Short task A:
Based on the arbitral decision excerpt, do the following statements agree with it? Answer yes or no for each, and quote the words that decide it. (i) The request for arbitral decision was submitted to CAAD on 22 November 2018. (ii) The disputed assessment act resulted in IRS to be paid. (iii) A special rate of 25% was applied by withholding at source to the Claimant's income from dependent work.

Begin Page text

II – PRELIMINARY ISSUES
a) The parties are legitimate, possess legal personality and legal capacity and are duly represented (Articles 4º and 10º, no. 2, of the RJAT and Article 1º of Ordinance no. 112-A/2011, of 22 March).
b) Timeliness - the request for arbitral decision was submitted to CAAD on 22 November 2018. The Claimant disputes the assessment act no. 2018..., of 13 August 2018, which he received via mail on 23 August 2018, wherefore it is considered that he was notified on 27 August 2018 (Article 39º-1 of the CPPT). This act did not result in IRS to be paid, but rather in a lesser amount of IRS to be reimbursed.
c) Thus, under the combined terms of Articles 102º, no. 1, subsection b), of the CPPT and 10º, no. 1, subsection a), of the RJAT, the request for arbitral decision is timely.
d) The arbitral procedure contains no defects of nullity.
It is necessary to examine the merits.
III - MERITS
III-1- FACTUAL MATTERS
Facts Established as Proven
The following factual matters are considered established as proven:
a) The Claimant is a taxpayer subject to IRS, a non-habitual resident in the national territory and in the year 2017 held the position of services manager of B...– Sociedade Unipessoal, Lda., NIPC..., with registered office in ..., ..., ..., ...-... Braga – as per Articles 15º to 17º of the PPA, document no. 2 attached to the PPA and no objection to these facts as specified under Article 110º-7 of the CPPT;
b) It appears from table 4A, field 401 of Annex L of Model 3 of the IRS, submitted by the Claimant on 2018.04.17, that in 2017, he earned gross income from dependent work (Annex A), obtained in national territory, of 349,240.90 euros, with the activity code "802 – Senior Company Managers – from Ordinance no. 12/2010, of 7 January" – as per Article 18º of the PPA, documents nos. 3 and 4 attached to the PPA and no objection to these facts as specified under Article 110º-7 of the CPPT;
c) On 17 April 2018, the Claimant submitted his annual income statement, IRS Model 3, for 2017, which was identified by no...., containing the gross value of income from dependent work of category A mentioned above and also the value of 69,842.00 euros of IRS withholding at source and 7,605.00 euros of extraordinary surtax withholding at source – as per Articles 19º and 20º of the PPA, documents nos. 3 and 4 attached to the PPA;
d) On 23 August 2018 the Claimant received the Personal Income Tax ("IRS") assessment relating to the 2017 tax period, contained in the assessment statement no. 2018..., of 13 August 2018, where the following appears, regarding the surtax assessment:
- as per Articles 11º and 21º and document no. 1 attached to the PPA;
e) The Claimant was taxed in 2017, by way of extraordinary IRS surtax, by the amount of € 9,731.47, taxation which fell only on income from dependent work, category A, derived from high value-added activity and on which the special rate of 20% was applied, by withholding at source – as per Articles 22º and 23º of the PPA and documents nos. 1 and 3 attached to the PPA.

End Page text
Begin Records for the exercise

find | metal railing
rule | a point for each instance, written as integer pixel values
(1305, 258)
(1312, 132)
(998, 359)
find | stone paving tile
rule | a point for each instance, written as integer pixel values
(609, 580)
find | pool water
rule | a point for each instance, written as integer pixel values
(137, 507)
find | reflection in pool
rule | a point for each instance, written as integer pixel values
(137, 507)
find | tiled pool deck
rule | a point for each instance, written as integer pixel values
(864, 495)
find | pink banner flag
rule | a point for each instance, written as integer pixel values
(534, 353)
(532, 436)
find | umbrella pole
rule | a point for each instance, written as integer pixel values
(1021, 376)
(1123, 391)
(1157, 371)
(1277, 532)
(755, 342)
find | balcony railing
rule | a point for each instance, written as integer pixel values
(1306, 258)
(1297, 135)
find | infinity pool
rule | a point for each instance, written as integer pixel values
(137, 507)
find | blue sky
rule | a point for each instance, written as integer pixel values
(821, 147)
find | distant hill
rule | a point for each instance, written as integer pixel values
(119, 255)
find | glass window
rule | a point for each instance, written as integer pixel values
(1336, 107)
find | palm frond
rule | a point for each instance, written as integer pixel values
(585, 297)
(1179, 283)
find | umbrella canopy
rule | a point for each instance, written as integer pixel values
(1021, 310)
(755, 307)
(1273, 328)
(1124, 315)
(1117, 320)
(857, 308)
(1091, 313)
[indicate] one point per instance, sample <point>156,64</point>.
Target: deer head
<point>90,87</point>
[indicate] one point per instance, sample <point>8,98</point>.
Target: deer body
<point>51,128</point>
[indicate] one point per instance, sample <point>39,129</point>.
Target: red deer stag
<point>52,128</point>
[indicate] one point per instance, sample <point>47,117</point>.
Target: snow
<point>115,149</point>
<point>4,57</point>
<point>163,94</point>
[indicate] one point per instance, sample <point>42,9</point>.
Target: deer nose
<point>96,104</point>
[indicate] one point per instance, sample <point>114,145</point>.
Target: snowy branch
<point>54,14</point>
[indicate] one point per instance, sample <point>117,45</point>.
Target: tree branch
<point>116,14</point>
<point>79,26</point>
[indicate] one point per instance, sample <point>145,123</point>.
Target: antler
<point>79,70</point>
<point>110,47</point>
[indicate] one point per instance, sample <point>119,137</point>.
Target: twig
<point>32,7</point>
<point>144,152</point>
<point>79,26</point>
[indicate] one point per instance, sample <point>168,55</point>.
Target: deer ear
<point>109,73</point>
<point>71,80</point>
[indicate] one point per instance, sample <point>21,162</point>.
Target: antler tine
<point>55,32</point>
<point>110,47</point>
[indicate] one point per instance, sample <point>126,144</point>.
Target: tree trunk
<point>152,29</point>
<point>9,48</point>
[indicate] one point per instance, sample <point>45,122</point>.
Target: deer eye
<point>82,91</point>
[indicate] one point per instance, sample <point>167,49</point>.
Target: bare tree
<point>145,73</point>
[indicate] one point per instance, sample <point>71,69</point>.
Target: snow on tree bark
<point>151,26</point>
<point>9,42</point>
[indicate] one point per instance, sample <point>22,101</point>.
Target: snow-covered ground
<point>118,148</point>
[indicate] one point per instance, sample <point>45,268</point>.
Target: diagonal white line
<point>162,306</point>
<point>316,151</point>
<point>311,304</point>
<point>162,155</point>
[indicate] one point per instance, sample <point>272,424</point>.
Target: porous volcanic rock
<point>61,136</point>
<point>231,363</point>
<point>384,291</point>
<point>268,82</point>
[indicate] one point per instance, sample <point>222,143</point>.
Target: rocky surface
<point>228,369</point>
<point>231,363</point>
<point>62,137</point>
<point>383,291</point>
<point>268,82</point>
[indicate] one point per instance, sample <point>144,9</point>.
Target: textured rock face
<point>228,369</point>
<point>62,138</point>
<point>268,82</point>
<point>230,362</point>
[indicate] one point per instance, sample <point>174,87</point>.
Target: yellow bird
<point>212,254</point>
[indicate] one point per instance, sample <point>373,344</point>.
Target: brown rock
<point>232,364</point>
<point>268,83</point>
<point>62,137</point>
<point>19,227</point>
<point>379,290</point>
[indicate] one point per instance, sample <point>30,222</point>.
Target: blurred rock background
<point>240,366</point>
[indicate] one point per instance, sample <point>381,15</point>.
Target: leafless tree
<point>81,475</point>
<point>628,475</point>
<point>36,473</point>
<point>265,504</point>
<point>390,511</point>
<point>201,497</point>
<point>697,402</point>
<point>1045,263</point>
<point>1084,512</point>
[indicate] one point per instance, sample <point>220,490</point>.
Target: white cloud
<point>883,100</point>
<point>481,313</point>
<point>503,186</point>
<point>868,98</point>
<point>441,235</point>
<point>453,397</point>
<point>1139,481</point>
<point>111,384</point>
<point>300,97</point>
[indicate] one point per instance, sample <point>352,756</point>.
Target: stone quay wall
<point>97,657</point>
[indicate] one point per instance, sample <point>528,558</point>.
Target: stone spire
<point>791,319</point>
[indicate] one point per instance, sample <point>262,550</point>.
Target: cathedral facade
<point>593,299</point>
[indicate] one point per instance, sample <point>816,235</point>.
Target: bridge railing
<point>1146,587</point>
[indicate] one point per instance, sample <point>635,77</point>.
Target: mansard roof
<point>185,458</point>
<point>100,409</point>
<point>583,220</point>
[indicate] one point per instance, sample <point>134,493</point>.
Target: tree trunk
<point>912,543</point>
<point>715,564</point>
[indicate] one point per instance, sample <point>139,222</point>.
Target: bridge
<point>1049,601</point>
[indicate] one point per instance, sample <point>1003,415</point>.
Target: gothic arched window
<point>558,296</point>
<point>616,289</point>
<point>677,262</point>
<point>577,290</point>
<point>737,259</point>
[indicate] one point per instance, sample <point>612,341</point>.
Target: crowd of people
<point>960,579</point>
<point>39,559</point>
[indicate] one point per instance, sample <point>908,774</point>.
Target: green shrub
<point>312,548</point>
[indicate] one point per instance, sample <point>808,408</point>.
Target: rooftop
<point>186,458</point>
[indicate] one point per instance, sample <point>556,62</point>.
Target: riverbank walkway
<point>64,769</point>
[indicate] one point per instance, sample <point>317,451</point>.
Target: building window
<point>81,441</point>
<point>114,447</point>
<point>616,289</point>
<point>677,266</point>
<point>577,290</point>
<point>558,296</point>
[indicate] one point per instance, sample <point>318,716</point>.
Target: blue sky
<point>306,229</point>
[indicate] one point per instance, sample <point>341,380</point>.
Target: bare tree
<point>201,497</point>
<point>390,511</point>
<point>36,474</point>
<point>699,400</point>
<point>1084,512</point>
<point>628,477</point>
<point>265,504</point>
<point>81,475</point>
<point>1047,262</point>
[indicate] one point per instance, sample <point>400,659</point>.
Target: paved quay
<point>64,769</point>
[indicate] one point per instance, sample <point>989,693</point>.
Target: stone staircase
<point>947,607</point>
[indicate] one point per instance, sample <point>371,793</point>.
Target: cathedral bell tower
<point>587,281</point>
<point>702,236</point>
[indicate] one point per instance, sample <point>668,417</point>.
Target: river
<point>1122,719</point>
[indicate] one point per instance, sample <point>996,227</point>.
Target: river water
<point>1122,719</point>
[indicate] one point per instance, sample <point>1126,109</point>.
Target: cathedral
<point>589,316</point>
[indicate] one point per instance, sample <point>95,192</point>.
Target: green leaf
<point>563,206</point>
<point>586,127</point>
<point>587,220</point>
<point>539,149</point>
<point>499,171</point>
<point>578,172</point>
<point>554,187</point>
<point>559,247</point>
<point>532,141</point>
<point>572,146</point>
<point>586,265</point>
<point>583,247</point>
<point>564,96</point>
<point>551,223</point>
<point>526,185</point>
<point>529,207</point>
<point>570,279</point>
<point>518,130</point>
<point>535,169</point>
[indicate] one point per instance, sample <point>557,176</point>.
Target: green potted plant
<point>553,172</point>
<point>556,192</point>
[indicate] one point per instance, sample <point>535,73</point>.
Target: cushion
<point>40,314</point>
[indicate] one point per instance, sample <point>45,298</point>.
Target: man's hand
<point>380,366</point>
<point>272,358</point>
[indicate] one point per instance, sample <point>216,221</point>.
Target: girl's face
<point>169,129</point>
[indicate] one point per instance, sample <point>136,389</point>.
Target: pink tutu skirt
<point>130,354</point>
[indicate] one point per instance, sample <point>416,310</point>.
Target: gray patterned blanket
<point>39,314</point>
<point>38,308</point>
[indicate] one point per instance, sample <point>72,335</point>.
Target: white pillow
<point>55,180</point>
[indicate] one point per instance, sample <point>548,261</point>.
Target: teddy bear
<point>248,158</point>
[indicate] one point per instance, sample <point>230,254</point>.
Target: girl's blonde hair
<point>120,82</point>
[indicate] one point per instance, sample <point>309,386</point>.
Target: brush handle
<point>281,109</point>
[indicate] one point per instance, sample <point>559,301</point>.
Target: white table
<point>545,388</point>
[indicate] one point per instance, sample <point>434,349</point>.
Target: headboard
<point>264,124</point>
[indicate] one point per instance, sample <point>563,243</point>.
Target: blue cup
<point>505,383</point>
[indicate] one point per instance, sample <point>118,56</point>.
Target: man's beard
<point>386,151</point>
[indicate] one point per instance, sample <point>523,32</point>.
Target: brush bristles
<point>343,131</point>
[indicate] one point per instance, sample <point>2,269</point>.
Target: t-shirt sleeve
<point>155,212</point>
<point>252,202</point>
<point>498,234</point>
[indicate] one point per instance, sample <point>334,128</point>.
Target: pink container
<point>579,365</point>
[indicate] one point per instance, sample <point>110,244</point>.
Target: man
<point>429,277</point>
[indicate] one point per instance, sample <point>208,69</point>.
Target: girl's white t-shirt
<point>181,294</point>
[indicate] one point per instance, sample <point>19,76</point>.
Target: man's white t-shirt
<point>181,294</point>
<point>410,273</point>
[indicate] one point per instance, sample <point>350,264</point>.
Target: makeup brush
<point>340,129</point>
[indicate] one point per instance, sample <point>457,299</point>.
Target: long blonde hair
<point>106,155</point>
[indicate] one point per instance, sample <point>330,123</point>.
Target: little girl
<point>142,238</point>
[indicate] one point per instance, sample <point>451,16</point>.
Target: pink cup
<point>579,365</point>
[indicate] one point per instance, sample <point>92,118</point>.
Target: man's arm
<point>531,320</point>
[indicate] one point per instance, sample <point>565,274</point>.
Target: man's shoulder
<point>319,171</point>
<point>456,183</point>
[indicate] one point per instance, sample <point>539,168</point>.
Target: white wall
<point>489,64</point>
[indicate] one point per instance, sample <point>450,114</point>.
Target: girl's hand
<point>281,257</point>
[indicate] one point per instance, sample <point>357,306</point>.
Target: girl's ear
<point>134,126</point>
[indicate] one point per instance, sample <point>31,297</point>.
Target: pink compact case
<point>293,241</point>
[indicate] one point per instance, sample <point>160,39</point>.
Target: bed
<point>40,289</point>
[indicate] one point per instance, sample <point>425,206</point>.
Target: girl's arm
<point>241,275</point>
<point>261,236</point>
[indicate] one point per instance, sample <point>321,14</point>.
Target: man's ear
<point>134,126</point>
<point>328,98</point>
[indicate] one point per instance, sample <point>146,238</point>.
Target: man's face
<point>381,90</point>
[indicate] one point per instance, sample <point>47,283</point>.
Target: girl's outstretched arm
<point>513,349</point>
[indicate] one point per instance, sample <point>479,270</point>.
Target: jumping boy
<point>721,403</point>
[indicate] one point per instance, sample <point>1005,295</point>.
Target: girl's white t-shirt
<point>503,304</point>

End Records for the exercise

Short task B:
Reproduce the lines of the records starting at the line containing "[indicate] one point per instance, sample <point>381,15</point>." and ending at the line containing "<point>1146,587</point>".

Complete response A:
(i) Yes: "the request for arbitral decision was submitted to CAAD on 22 November 2018"
(ii) No: "This act did not result in IRS to be paid, but rather in a lesser amount of IRS to be reimbursed."
(iii) No: "on which the special rate of 20% was applied, by withholding at source"

Complete response B:
[indicate] one point per instance, sample <point>381,15</point>.
Target: leafless tree
<point>81,475</point>
<point>628,475</point>
<point>36,473</point>
<point>265,504</point>
<point>390,511</point>
<point>201,497</point>
<point>697,402</point>
<point>1045,263</point>
<point>1084,512</point>
[indicate] one point per instance, sample <point>220,490</point>.
Target: white cloud
<point>883,100</point>
<point>481,313</point>
<point>503,186</point>
<point>868,98</point>
<point>441,235</point>
<point>453,397</point>
<point>1139,481</point>
<point>111,384</point>
<point>300,97</point>
[indicate] one point per instance, sample <point>352,756</point>.
Target: stone quay wall
<point>97,657</point>
[indicate] one point per instance, sample <point>528,558</point>.
Target: stone spire
<point>791,319</point>
[indicate] one point per instance, sample <point>262,550</point>.
Target: cathedral facade
<point>593,299</point>
[indicate] one point per instance, sample <point>816,235</point>.
Target: bridge railing
<point>1146,587</point>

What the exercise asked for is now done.